◆ **Aim**
Put the lines below into a numbered list, dropping any blank lines.

Point placement lines
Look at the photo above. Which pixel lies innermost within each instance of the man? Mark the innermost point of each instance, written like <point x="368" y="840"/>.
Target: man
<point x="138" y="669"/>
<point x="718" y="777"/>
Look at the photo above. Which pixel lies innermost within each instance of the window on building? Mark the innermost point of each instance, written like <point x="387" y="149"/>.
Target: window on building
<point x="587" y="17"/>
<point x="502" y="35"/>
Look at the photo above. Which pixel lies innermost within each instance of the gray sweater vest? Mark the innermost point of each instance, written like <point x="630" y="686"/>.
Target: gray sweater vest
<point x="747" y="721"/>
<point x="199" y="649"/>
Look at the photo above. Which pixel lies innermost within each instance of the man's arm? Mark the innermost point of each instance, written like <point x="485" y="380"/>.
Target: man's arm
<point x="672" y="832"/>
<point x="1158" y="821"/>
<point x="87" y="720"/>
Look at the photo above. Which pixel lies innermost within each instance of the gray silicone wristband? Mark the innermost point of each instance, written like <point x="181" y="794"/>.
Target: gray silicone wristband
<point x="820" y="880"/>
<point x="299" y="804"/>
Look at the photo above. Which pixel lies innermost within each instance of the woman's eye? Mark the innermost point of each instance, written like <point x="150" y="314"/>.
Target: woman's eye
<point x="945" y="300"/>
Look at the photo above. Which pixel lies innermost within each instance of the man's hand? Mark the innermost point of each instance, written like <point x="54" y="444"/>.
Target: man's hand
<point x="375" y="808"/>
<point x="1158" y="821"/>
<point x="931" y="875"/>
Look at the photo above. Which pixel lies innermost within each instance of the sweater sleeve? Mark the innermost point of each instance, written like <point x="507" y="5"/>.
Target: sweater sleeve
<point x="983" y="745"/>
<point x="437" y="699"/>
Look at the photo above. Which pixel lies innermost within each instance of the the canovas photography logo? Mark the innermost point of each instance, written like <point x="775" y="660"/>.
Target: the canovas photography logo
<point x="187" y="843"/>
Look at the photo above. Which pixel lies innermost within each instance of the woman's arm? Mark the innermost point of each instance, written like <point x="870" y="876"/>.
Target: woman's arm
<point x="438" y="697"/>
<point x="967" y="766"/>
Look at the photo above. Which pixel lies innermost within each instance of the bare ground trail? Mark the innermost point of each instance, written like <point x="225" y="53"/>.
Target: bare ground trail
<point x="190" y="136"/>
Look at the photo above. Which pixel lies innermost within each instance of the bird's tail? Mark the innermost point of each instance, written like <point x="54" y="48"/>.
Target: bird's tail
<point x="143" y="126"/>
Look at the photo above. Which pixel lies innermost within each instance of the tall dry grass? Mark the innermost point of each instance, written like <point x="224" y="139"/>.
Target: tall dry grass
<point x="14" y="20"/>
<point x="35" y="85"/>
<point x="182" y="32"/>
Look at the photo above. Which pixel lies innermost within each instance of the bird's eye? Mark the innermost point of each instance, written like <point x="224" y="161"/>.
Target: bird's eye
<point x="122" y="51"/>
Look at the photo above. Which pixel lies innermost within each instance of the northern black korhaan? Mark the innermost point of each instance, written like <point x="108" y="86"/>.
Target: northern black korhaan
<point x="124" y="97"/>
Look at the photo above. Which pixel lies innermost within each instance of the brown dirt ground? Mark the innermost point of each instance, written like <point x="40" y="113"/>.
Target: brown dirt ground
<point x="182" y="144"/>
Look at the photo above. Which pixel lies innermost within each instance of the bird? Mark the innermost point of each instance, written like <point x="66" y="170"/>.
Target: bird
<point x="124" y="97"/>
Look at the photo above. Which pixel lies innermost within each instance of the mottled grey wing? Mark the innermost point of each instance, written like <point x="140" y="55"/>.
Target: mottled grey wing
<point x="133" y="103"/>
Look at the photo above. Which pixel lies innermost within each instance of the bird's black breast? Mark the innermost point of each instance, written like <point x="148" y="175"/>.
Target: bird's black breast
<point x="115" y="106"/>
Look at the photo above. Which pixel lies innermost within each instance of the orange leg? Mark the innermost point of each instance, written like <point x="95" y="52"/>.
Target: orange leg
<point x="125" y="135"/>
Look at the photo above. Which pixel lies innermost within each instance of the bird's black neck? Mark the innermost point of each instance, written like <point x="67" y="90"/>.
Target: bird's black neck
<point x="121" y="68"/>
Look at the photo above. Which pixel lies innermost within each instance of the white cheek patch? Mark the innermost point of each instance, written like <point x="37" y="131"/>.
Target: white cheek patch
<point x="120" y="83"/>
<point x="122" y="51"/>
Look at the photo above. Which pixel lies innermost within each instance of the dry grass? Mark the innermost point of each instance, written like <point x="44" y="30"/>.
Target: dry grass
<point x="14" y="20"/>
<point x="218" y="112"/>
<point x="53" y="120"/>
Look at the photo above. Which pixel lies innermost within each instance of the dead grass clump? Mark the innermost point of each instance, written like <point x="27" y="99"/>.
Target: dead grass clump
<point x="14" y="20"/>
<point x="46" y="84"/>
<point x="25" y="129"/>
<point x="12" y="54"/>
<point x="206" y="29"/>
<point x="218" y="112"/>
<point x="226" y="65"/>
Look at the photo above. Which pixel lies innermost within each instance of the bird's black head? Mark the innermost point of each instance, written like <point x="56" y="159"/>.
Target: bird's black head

◆ **Written response**
1. Look at the photo above. Which pixel lies innermost within each instance of the man? Mark the innermost point of each instance, written like <point x="368" y="840"/>.
2. Target: man
3. <point x="138" y="669"/>
4. <point x="718" y="777"/>
5. Look at the photo above. Which pixel lies innermost within each instance of the window on building? Mark the innermost point of each instance, written like <point x="387" y="149"/>.
6. Target: window on building
7. <point x="587" y="17"/>
8. <point x="502" y="35"/>
9. Look at the photo above. Which pixel lies innermost within each instance of the gray sweater vest? Mark the innermost point of each instance, written like <point x="630" y="686"/>.
10. Target: gray sweater vest
11. <point x="747" y="721"/>
12. <point x="199" y="649"/>
13. Look at the photo above. Which pixel lies innermost within each instance of the man's arm? Mark the innermost point of each instance, written like <point x="485" y="380"/>.
14. Target: man's arm
15. <point x="672" y="832"/>
16. <point x="1158" y="821"/>
17. <point x="87" y="720"/>
18. Look at the photo above. Which pixel lies innermost within each instance of the gray silicone wristband? Mark the innermost point of each instance, written like <point x="181" y="794"/>.
19. Target: gray silicone wristband
20. <point x="820" y="880"/>
21. <point x="299" y="804"/>
22. Look at the photo above. Which pixel lies innermost within each instance of the woman's eye? Mark the innermost point of each instance, written like <point x="150" y="314"/>.
23. Target: woman's eye
24. <point x="945" y="300"/>
25. Look at the photo above. Which pixel lies innermost within each instance of the man's hand? Mark the innermost point of each instance, written like <point x="54" y="444"/>.
26. Target: man's hand
27. <point x="375" y="808"/>
28. <point x="1158" y="821"/>
29. <point x="931" y="875"/>
30. Look at the photo above. Which pixel lies innermost within each instance of the sweater sleeve? Mark the innermost point of each instance, written like <point x="507" y="5"/>.
31. Target: sweater sleeve
32. <point x="983" y="745"/>
33. <point x="437" y="699"/>
34. Look at the photo above. Which pixel lies innermost within each instance of the the canovas photography logo? Mark the innermost point of each instance, written like <point x="775" y="660"/>.
35. Target: the canovas photography logo
36. <point x="187" y="843"/>
37. Look at the photo above. Which pixel lies innermost within each instance of the woman's arm? Mark the innermost point of each instance, written like <point x="870" y="876"/>.
38. Target: woman's arm
39. <point x="438" y="697"/>
40. <point x="967" y="766"/>
41. Look at the photo above. Which pixel lies innermost within each instance of the bare ground trail? Mark the innermost point of each instance, written like <point x="225" y="53"/>.
42. Target: bare ground trail
43. <point x="190" y="136"/>
44. Look at the photo above. Which pixel lies innermost within each instance of the bird's tail? Mark the innermost point of each instance, written like <point x="54" y="48"/>.
45. Target: bird's tail
46. <point x="143" y="126"/>
47. Look at the photo above. Which pixel lies innermost within each instance of the tall dry grass? Mark the innermost point of each instance, written like <point x="224" y="139"/>.
48. Target: tall dry grass
49. <point x="14" y="20"/>
50. <point x="35" y="85"/>
51. <point x="182" y="32"/>
52. Look at the photo above. Which pixel lies innermost within each instance of the bird's eye? Mark the innermost point of each instance, written like <point x="224" y="161"/>.
53. Target: bird's eye
54. <point x="122" y="51"/>
55. Look at the photo above. Which pixel lies innermost within each instance of the northern black korhaan? Mark the innermost point of each instance, written like <point x="108" y="86"/>.
56. Target: northern black korhaan
57. <point x="124" y="97"/>
58. Look at the photo above. Which pixel lies innermost within each instance of the brown dirt ground? Mark the innermost point of each instance, written like <point x="40" y="113"/>.
59. Target: brown dirt ground
60. <point x="182" y="144"/>
61. Look at the photo above. Which pixel lies innermost within each instance of the bird? Mark the innermost point of each instance, written like <point x="66" y="170"/>.
62. Target: bird
63. <point x="124" y="97"/>
64. Look at the photo above. Which pixel lies innermost within each instance of the mottled grey wing? Mark the innermost point of each instance, written like <point x="140" y="55"/>.
65. Target: mottled grey wing
66. <point x="133" y="103"/>
67. Look at the photo above. Which pixel lies innermost within each instance of the bird's black breast? Mark the innermost point of each instance, written like <point x="148" y="175"/>.
68. Target: bird's black breast
69. <point x="115" y="106"/>
70. Look at the photo above. Which pixel lies innermost within each instance of the orange leg? Mark the innermost point of each instance, written like <point x="95" y="52"/>.
71. Target: orange leg
72. <point x="125" y="135"/>
73. Look at the photo above. Which pixel lies innermost within each instance of the bird's black neck? Mark the innermost point of each instance, written like <point x="67" y="90"/>.
74. Target: bird's black neck
75. <point x="121" y="68"/>
76. Look at the photo above. Which pixel lies innermost within each instance of the white cheek patch? Mark the innermost point of each instance, written like <point x="37" y="131"/>.
77. Target: white cheek patch
78. <point x="120" y="83"/>
79. <point x="122" y="51"/>
80. Look at the photo above. Which pixel lies innermost within each instance of the dry grass? Mark the innermost point of each instance, written like <point x="44" y="30"/>.
81. Target: dry grass
82. <point x="14" y="20"/>
83. <point x="218" y="112"/>
84. <point x="53" y="120"/>
85. Look at the photo above. Which pixel lies innermost within each instance of the dead grass clump? Mark the innermost point of each instance, written like <point x="27" y="99"/>.
86. Target: dead grass clump
87. <point x="14" y="20"/>
88. <point x="46" y="84"/>
89. <point x="25" y="129"/>
90. <point x="12" y="54"/>
91. <point x="206" y="29"/>
92. <point x="218" y="112"/>
93. <point x="226" y="65"/>
94. Look at the photo above. Which pixel lies innermost within each instance of the bird's black head? Mark the innermost point of each instance, written like <point x="56" y="159"/>.
95. Target: bird's black head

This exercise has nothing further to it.